Exercise ->
Could you repeat the records shown below exactly as written?

····················

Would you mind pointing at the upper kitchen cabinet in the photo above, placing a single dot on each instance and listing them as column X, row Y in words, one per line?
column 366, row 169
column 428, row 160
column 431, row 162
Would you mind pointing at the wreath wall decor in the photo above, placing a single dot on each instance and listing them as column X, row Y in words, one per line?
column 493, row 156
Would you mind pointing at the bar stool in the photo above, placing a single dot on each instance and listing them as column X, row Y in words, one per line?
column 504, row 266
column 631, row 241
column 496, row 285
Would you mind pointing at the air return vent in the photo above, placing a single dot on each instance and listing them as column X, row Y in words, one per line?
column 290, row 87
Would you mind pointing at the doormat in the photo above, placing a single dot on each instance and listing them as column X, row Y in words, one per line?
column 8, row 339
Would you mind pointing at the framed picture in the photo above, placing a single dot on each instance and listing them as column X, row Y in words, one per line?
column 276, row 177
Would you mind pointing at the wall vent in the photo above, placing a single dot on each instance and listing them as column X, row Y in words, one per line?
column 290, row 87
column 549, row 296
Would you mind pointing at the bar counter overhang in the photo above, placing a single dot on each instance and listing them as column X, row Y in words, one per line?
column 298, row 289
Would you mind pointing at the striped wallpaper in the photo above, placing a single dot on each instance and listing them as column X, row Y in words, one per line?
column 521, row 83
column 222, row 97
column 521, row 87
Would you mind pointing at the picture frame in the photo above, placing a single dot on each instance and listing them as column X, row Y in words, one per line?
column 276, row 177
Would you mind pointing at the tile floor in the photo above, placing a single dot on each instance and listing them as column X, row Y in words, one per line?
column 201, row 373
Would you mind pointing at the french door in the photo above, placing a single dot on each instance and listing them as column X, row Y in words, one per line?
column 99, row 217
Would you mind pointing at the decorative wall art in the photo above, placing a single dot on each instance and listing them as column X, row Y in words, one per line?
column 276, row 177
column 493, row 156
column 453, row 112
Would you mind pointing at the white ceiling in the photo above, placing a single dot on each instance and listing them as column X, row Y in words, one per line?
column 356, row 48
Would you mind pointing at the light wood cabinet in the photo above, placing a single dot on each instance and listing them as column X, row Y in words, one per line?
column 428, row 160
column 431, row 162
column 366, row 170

····················

Solved problem ->
Would you mind pointing at the upper kitchen cabinet in the photo above, placing a single dot on each instance and listing them as column X, row Y in words, one per line?
column 366, row 169
column 428, row 160
column 431, row 162
Would you mind pointing at the wreath wall decor in the photo above, placing a single dot on each instance and listing them as column X, row Y in words, one per line?
column 493, row 156
Would you mind pointing at the bar stool in the photo above, placing a single dot on each instance and listing them as column X, row Y in words, one per line?
column 504, row 266
column 631, row 241
column 496, row 285
Would you mind pointing at the air return vent in the photo above, placing a single dot on each instance and listing them as column X, row Y in words, one per line?
column 290, row 87
Would you mind pointing at the doormat in the photo above, placing a single dot on each instance and listing them as column X, row Y in words, one per line?
column 8, row 339
Would you mind pointing at the framed picture in the photo above, placing a single dot on each instance and listing them as column X, row Y in words, one per line?
column 276, row 177
Would you mind pointing at the wall vent in the photo above, placing a single dot on each instance and listing them as column X, row Y in words, one per line?
column 290, row 87
column 549, row 296
Would you mind pointing at the bar counter overhang in the photo above, placing a single dot on each instance and listing them as column X, row Y in words, one per line?
column 298, row 289
Would you mind pointing at the striped wallpaper in the photo above, placing a single dot on each instance and listing them as column X, row Y in words, one per line?
column 521, row 83
column 222, row 97
column 521, row 87
Would you mind pointing at the picture frame in the photo above, placing a single dot on each instance and listing them as column X, row Y in words, one per line?
column 276, row 177
Would you mind pointing at the tile floor in the photo above, placing a single dot on each instance and listing them as column X, row Y in words, one per line?
column 201, row 373
Would you mind pointing at the french door in the photo above, placing a single dot on each instance and listing them as column X, row Y in words, one per line?
column 99, row 217
Would you mind pointing at the decorative wall art in the photo above, placing a single dot on each instance and listing them as column X, row Y in words, one per line?
column 276, row 177
column 493, row 156
column 453, row 112
Would you mind pointing at the white ceiling in the photo above, placing a single dot on each instance and listing them as column X, row Y in words, one per line?
column 356, row 48
Would you mind pointing at the light wood cabinet in the photo above, placing a single dot on each instance and listing them as column X, row Y in words, one per line?
column 428, row 160
column 431, row 162
column 366, row 170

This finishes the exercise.